This is easily among the shortlist of my all time favorite games. Everything about it is enjoyable.
We had three players last night and here’s how we ran it:
- Standard 3-player starting positions with the home worlds at maximum distance from each other… but with every empty spot having a deep space terrain chit in them because we like having more stuff to explore even if the map isn’t 100% fair.
- We played with the “standard” Close Encounters expansion rules… but with Flagships and Nebula Mining from the optional/advanced section. (This gives a jolt to both the exploit and explore portions of the game by giving you an incentive to build a bigger economic engine while also making it easy to explore without having to build CA’s first.)
- We used the Replicators production sheets and monster sized terrain tiles. Advanced construction was available, but nobody ended up buying it. The new advantage and tech cards were in the deck… and the new terrain was all in the mix as well. (And I gotta say, the pirate ships and space folds are an AWESOMELY fun addition to the game.)
We dealt out two Empire Advantage cards and let everyone pick one. Person to my left chose Powerful Psychics which gave him free exploration-1 plus he could inspect counter stacks next to exploration ships. The guy to my right took House of speed– everything of his was move-7 with an across the board -2 penalty to defense. I took Immortals, which increased the cost of my colony ships by +2 but allowed me to ignore one hit per combat round.
I decided to build Attack-1, Defense-1, Move-3, Fighter-1 carrier groups and sent a couple to attack the House of Speed. I made several mistakes with this attack and it ended in disaster. One, I telegraphed the attack before I needed to by moving into his space just before a turn break. This allowed him to set his production up for defense– a big ol’ stack of defense-2 battle cruisers. Further, I had a chance to fight his fleet piecemeal, but instead moved to where he could concentrate his forces against me. Finally… I forgot to use my empire ability when it might actually have turned the tide.

● ● ● ● ● ● ●

Directive a:
Reproduce the listing below verbatim, starting at the line containing "Note for the class: annotate every instance of the rock boulder" and ending at the end of the listing. Omit the pictures from your copy.

● ● ● ● ● ● ●

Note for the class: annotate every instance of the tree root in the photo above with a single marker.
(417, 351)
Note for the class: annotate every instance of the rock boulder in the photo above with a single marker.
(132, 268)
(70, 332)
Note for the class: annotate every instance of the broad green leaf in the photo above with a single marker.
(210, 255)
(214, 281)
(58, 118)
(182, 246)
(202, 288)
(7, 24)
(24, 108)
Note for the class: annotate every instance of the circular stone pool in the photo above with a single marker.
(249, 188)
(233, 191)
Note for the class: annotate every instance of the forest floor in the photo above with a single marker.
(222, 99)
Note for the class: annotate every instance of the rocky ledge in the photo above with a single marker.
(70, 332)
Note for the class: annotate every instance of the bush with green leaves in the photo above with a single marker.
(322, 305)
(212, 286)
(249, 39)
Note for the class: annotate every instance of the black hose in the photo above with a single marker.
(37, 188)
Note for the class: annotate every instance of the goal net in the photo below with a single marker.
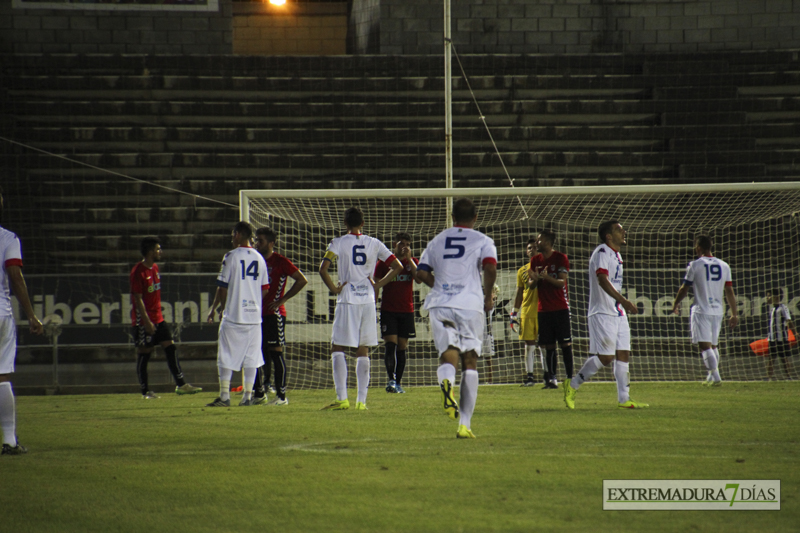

● ● ● ● ● ● ●

Directive b:
Answer these questions about the three-player game account:
(i) Which Empire Advantage card did the player on the writer's left choose?
(ii) Which production sheets did the group use?
(iii) What did the House of Speed player build to defend against the attack?

Final answer a:
Note for the class: annotate every instance of the rock boulder in the photo above with a single marker.
(132, 268)
(70, 332)
Note for the class: annotate every instance of the broad green leaf in the photo above with a single marker.
(210, 255)
(214, 281)
(58, 118)
(182, 246)
(202, 288)
(7, 24)
(24, 108)
Note for the class: annotate every instance of the circular stone pool in the photo above with a single marker.
(249, 188)
(233, 191)
Note for the class: annotate every instance of the forest floor in the photo above with a single marker.
(222, 99)
Note for the class: annotate every instance of the rocky ledge in the photo above with a single marker.
(70, 332)
Note for the class: annotate every instance of the bush with green leaves in the photo above with a single marker.
(322, 305)
(212, 286)
(249, 39)
Note for the class: annotate every instance of the black hose in the photo above with a single marker.
(37, 188)
Note for the class: annotate every instance of the goal net in the photo below with a single marker.

Final answer b:
(i) Powerful Psychics.
(ii) The Replicators production sheets.
(iii) A big stack of defense-2 battle cruisers.